▶ [JOBS]:
(a) Repeat word for word the part of the passage on The Diamond Smugglers from "The IDSO was" up to and including "not being new.".
(b) Using the passage on The Diamond Smugglers, answer these:
(i) In what years was the book first published in the United Kingdom and in the United States?
(ii) Who headed the International Diamond Security Organization?
(iii) What false name is John Collard given in the book?
(c) Pick up the passage on The Diamond Smugglers after its last sentence and keep writing it.

The Diamond Smugglers is a non-fiction work by Ian Fleming that was first published in 1957 in the United Kingdom and in 1958 in the United States. The book is based on two weeks of interviews Fleming undertook with John Collard, a member of the International Diamond Security Organization (IDSO), which was headed by Sir Percy Sillitoe, the ex-chief of MI5 who worked for the diamond company De Beers.

The IDSO was formed by Sillitoe to combat the smuggling of diamonds from Africa, where, it was estimated, £10 million (£ in  pounds) worth of gems were being smuggled every year out of South Africa alone. The book expands upon articles Fleming wrote for The Sunday Times in 1957.

Fleming was better known as the author of a series of books about his super-spy creation, James Bond; The Diamond Smugglers is one of two non-fiction books he wrote. It was broadly well-received, although some reviewers commented on the stories not being new.

Synopsis
The Diamond Smugglers is the account of Ian Fleming's meeting with John Collard, a member of the International Diamond Security Organisation (IDSO). The book takes the form of background narrative by Fleming of where the two men met, interspersed with the interview between Fleming and Collard, who is introduced under the pseudonym of "John Blaize".

▶ [RECORD SET]:

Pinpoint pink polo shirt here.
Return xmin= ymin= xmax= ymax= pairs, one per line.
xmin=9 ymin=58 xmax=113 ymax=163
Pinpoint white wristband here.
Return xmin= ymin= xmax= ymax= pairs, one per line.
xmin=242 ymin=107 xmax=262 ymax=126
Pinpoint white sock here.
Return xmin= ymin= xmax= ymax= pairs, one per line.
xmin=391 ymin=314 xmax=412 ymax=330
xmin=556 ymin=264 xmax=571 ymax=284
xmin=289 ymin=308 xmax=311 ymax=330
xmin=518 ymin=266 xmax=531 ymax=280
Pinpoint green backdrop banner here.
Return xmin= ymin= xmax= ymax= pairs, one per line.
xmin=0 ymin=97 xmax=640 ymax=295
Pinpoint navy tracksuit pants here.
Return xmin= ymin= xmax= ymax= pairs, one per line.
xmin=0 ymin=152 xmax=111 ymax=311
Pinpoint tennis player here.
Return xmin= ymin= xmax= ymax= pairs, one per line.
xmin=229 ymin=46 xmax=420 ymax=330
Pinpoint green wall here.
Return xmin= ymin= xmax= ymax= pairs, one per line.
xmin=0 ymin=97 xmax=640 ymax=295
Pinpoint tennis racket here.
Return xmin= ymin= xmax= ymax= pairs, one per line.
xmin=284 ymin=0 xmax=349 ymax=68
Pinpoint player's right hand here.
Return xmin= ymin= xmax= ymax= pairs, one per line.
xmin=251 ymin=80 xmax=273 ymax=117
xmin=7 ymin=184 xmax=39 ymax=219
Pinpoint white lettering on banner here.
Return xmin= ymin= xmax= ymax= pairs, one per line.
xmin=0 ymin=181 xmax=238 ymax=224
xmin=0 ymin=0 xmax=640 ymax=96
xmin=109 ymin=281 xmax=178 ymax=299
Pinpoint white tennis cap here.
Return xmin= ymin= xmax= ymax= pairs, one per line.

▶ [RESULTS FOR THE EXERCISE]:
(a)
The IDSO was formed by Sillitoe to combat the smuggling of diamonds from Africa, where, it was estimated, £10 million (£ in  pounds) worth of gems were being smuggled every year out of South Africa alone. The book expands upon articles Fleming wrote for The Sunday Times in 1957.

Fleming was better known as the author of a series of books about his super-spy creation, James Bond; The Diamond Smugglers is one of two non-fiction books he wrote. It was broadly well-received, although some reviewers commented on the stories not being new.

(b)
(i) 1957 in the United Kingdom and 1958 in the United States.
(ii) Sir Percy Sillitoe.
(iii) "John Blaize".

(c)
Collard relates how he was recruited into the IDSO by Sir Percy Sillitoe, the ex-head of MI5, under whom Collard had worked. The book goes on to look at the activities of the IDSO from the end of 1954 until the operation was closed down in April 1957, when its job was complete. Collard explained that the IDSO was set up at the instigation of the Chairman of De Beers, Sir Philip Oppenheimer, after an Interpol report stated that £10 million of diamonds were being smuggled out of South Africa each year, as well as additional amounts from Sierra Leone, Portuguese West Africa, the Gold Coast and Tanganyika.

As well as providing a history of the IDSO's operations, Collard relates a number of illustrative vignettes concerning the diamond smuggling cases he and the organisation dealt with.

Background
Fleming became interested in diamond smuggling after reading an article in The Sunday Times in 1954 concerning the Sierra Leone diamond industry. Philip Brownrigg, an old friend from Eton and a senior exec of De Beers, arranged for Fleming to visit the London Diamond Club to see diamonds being sorted and polished. In 1955 Brownrigg also introduced Fleming to Sir Percy Sillitoe, former head of MI5, who was working for De Beers and investigating the illicit diamond trade through the International Diamond Security Organisation. Fleming met Sillitoe and used much of the research as background material for his fictional Bond novel, Diamonds Are Forever.

Fleming retained an interest in the subject and when Sillitoe suggested to the editor of The Sunday Times, Denis Hamilton, that the paper may want to write a story on the International Diamond Security Organization, Hamilton offered the story to Fleming. Sillitoe also offered his deputy, retired MI5 officer John Collard, as liaison for Fleming to interview. During World War II, Collard had assisted in the planning of Operation Overlord as part of MI11 and had joined MI5 under Sillitoe at the war's end. Whilst in MI5 he played a major role in the capture and conviction of the atomic spy Klaus Fuchs, before Sillitoe had approached him in 1954 to work for the International Diamond Security Organisation.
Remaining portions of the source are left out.